■ Prompt 1:
Before reading the text and records below, gather every line of the records that contains the string "bounding" and copy each one.

■ Excerpt to read:
Creating ‘Depth’ in a photograph can be achieved by using parallel lines to create the illusion, and making sure when taking the photograph you stand in the correct place to give the right perspective. Depending on what you want to achieve in the finished photograph, will depend on what shapes you use to create the depth. There are different ways to create depth or an illusion in a photograph or image. Julian Beever, is a street chalk artist, who is a master of illusion when it comes to visual art. He specialises in trompe l’oeil images. Trompe l’oeil, meaning deceive the eye. Below are two photographs, one taken from the from the right angle and the other from the wrong angle. The difference is quite eye opening….
So getting back to our sense of perspective and depth, we can use lines and vanishing point to achieve depth. What is a vanishing point? The definition is “the point at which parallel lines appear to converge”. Thinking about a very long road or about railway lines, the further they go the more closer/narrower and smaller they get.
In this photograph (on the left) taken recently when I visited my family in Malta, notice how the cars get smaller and the buildings don’t look as tall. This is one way in which depth can be achieved. The parallel lines of the buildings, cars and road, almost meet at the end of the road, giving a sense of depth, a far off look. In Malta, especially in our village, we have many long narrow roads, and I am always fascinated with the photo opportunities I have when visiting family.
The photograph on the left was taken at The Tarxien Temples in Malta, stones that are akin our own Stone Henge, but which are considerably older. The line of the walkway leads you in, then under the stone doorway to the opposite side of the ancient circle. Using lines to lead you to a shape of interest are another way in which you can create a sense of depth. Moving the spectator/viewer through a path to experience that which is at the other end.
Using lines and perceptive in this way, is like leading a person by hand and saying, come this way, this is what I want you to look at.
The subject/shape at the other end becomes something almost tangible, there is something there they can see and almost touch.
Thinking back to Julian Beever’s chalk drawing, and the importance of where you stand to portray the image as you want, can also be applied to photographs. For example, the two photographs here where taken on the Bridgewater Canal of the Barton Aqueduct Bridge. This is a swing bridge that spans the Manchester Ship Canal. In the first photograph on the left, I was stood up in the bow of our narrow boat when I took it, and it gives a sense of depth, deceiving the eye into thinking that the other end is further away than it actually is. In the next photograph I was sitting down. These two photographs were taken seconds apart, yet because I changed my position, they differ in the perceived distance from me to the end of the bridge. So it is important to plan and make sure you are in the right position to give the strength to line you want to portray. How deep do you want your image to look?
You can alter the perspective by moving around, moving to the left or the right, even,holding the camera higher up or lower down as in the example I gave of the Barton Aqueduct Bridge. Another way is to move further away, this also changes the perspective of the shot. But its important to note that, if the shot is taken with the foreground close, a wide angle lens will fill the frame, but if you are further away, you will need to think about using a longer focal length to fill the frame with the image.

■ Extracted information:

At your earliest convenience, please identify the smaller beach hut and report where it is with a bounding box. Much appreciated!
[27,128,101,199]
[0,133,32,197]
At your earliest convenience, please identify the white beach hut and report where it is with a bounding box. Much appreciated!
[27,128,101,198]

■ Prompt 2:
Swap "walkway" for "footpath" and reproduce the passage of the piece on depth in photography between "The photograph on" and "and almost touch.", inclusive.

■ Exercise response 1:
At your earliest convenience, please identify the smaller beach hut and report where it is with a bounding box. Much appreciated!
At your earliest convenience, please identify the white beach hut and report where it is with a bounding box. Much appreciated!

■ Exercise response 2:
The photograph on the left was taken at The Tarxien Temples in Malta, stones that are akin our own Stone Henge, but which are considerably older. The line of the footpath leads you in, then under the stone doorway to the opposite side of the ancient circle. Using lines to lead you to a shape of interest are another way in which you can create a sense of depth. Moving the spectator/viewer through a path to experience that which is at the other end.
Using lines and perceptive in this way, is like leading a person by hand and saying, come this way, this is what I want you to look at.
The subject/shape at the other end becomes something almost tangible, there is something there they can see and almost touch.